- Exercise goal -
Please take the lines from the one holding "Indicate the black wicker" through the one holding "Indicate the white railing" in the data below and copy them exactly.

- Extracted entries -
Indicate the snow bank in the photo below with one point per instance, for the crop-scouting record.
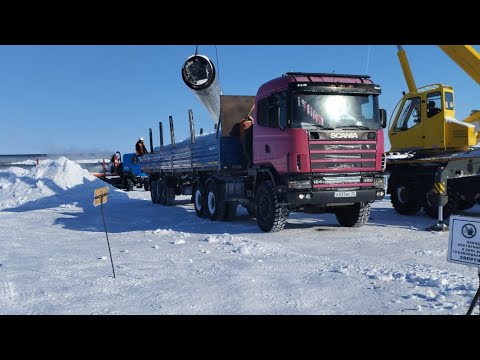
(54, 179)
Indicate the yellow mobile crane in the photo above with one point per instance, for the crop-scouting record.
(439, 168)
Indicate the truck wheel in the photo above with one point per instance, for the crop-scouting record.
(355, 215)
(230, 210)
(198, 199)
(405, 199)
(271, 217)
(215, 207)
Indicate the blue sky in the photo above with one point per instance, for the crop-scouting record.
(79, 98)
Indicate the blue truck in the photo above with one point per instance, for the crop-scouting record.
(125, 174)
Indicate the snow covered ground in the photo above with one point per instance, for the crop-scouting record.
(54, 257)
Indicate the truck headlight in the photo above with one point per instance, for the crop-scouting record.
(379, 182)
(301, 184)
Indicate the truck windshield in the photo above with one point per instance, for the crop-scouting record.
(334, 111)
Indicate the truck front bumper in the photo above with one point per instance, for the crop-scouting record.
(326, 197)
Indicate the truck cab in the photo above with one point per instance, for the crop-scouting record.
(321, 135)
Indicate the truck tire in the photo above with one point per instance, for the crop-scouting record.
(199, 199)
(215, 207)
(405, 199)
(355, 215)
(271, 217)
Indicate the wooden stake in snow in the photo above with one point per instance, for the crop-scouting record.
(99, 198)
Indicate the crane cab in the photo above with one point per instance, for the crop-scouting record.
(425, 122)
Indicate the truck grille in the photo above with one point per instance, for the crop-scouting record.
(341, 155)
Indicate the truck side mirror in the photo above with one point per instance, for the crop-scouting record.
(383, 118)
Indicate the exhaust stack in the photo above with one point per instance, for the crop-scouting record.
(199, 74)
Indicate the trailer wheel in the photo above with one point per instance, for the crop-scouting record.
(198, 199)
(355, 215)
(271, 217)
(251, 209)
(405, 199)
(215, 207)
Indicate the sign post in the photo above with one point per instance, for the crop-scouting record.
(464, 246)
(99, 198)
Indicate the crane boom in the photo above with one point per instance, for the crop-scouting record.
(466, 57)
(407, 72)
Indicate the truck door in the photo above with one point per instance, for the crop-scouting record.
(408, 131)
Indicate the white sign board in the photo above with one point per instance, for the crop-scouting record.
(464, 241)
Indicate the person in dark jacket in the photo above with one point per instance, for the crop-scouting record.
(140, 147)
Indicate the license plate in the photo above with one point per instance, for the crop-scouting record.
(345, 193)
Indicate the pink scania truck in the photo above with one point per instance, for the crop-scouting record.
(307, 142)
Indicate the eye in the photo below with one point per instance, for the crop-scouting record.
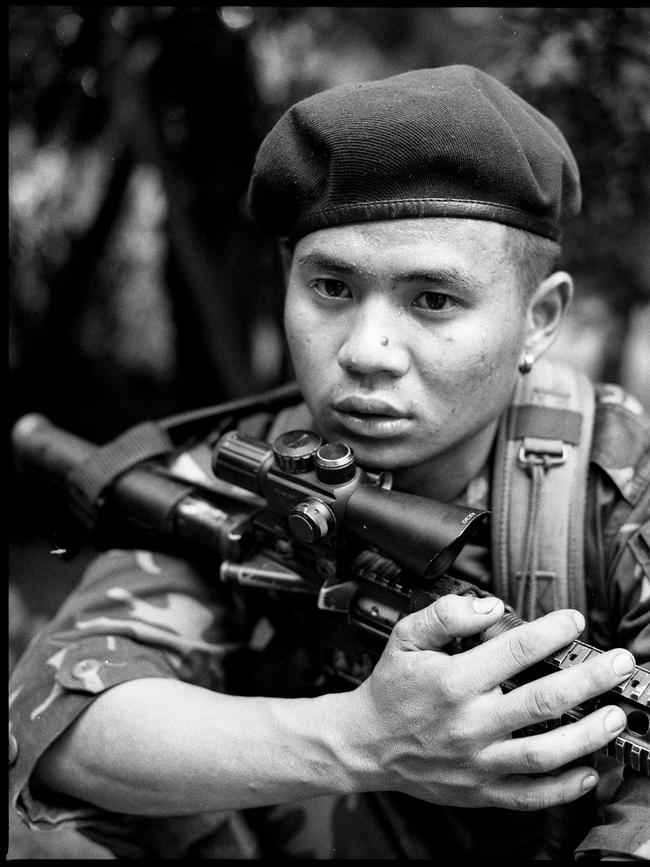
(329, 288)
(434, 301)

* * *

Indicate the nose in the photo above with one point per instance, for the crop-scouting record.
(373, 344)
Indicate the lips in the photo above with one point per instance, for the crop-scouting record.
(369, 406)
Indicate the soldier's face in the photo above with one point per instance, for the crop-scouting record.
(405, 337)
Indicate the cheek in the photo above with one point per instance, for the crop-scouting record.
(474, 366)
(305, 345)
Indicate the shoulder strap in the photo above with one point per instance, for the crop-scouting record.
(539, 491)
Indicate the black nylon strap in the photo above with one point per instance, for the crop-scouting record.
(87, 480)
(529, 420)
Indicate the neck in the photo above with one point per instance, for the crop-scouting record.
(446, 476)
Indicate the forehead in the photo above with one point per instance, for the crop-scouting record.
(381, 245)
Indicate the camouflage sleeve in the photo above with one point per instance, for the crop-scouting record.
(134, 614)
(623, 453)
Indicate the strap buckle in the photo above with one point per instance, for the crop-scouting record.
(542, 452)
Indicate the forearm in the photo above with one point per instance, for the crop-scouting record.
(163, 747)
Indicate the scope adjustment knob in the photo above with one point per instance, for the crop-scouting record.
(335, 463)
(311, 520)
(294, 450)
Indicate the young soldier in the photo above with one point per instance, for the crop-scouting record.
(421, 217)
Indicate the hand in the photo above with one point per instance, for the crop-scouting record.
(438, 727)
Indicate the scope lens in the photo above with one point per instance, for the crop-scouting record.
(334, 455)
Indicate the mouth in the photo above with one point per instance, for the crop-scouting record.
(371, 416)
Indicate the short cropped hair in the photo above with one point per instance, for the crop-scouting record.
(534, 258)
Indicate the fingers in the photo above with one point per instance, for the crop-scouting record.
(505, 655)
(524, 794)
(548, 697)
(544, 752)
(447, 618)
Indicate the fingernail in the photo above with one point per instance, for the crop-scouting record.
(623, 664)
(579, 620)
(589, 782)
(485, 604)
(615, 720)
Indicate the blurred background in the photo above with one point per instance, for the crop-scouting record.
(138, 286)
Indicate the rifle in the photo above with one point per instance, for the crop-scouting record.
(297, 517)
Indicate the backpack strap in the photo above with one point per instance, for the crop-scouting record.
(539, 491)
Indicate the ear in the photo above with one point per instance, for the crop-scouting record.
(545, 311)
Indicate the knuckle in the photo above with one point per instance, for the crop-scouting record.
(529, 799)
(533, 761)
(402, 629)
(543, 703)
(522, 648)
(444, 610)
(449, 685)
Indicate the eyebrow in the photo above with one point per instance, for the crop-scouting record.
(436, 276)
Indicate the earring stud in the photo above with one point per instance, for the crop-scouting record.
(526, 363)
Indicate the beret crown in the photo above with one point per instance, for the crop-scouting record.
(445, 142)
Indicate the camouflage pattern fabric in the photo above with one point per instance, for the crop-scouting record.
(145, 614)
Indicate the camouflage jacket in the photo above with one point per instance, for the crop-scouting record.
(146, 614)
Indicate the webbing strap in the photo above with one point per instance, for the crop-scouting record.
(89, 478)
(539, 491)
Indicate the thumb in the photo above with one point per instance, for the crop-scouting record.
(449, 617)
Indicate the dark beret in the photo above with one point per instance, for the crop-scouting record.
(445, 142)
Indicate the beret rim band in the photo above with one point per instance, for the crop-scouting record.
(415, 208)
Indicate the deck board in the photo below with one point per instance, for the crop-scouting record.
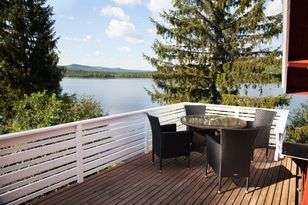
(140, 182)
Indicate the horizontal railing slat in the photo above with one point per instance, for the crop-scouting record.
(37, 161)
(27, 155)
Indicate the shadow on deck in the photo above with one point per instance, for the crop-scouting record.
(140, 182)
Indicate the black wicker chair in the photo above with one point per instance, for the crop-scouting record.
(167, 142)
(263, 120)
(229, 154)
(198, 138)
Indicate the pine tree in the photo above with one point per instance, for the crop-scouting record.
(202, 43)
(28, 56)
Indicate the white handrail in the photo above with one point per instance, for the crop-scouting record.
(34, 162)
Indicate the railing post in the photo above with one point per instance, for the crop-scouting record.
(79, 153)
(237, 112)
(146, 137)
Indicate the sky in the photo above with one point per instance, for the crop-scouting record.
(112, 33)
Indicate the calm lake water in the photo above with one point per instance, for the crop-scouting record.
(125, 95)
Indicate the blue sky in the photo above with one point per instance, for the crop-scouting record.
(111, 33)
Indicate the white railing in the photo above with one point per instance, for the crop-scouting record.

==

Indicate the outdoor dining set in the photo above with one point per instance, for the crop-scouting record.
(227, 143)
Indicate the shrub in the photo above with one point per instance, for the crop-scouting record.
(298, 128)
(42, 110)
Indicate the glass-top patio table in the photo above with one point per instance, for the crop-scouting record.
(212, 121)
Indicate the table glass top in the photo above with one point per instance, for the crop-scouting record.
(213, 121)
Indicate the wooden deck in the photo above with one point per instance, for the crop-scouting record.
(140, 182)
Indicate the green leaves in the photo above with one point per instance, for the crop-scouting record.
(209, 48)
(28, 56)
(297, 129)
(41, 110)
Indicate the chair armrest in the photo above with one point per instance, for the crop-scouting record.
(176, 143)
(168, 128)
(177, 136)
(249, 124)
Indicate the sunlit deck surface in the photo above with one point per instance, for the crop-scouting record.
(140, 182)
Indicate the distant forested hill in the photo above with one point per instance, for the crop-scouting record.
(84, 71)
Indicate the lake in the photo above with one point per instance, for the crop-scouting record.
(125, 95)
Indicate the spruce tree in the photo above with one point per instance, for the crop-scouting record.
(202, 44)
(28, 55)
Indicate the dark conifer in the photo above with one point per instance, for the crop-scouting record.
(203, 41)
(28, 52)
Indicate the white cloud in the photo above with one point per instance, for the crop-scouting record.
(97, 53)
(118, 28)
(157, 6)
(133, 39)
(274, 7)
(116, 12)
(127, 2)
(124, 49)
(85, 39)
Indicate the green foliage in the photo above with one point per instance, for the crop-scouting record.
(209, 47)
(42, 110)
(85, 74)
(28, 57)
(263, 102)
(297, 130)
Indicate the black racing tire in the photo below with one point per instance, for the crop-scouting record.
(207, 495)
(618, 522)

- Result of the exercise -
Indicate the black wicker chair in the photo above with one point per instance, for the crop-scouting record.
(167, 142)
(263, 120)
(229, 154)
(198, 138)
Indicate the pine tree in the photo above with one point per instance, for the crop-scouting record.
(202, 43)
(28, 56)
Indicate the white handrail in the photo above with one point per instance, for the crop-scouting record.
(34, 162)
Indicate the railing post in the photo above with one point per instance, for the crop-scouting record.
(79, 153)
(237, 112)
(146, 137)
Indicate the sky in the photo above with one point per instance, for the crop-scouting record.
(112, 33)
Indicate the calm lake water in the photo above with one point per instance, for the crop-scouting record.
(125, 95)
Indicate the blue sky in the photo above with one point per instance, for the crop-scouting record.
(111, 33)
Indicate the white railing in the photo above with one point per instance, for the crop-scouting record.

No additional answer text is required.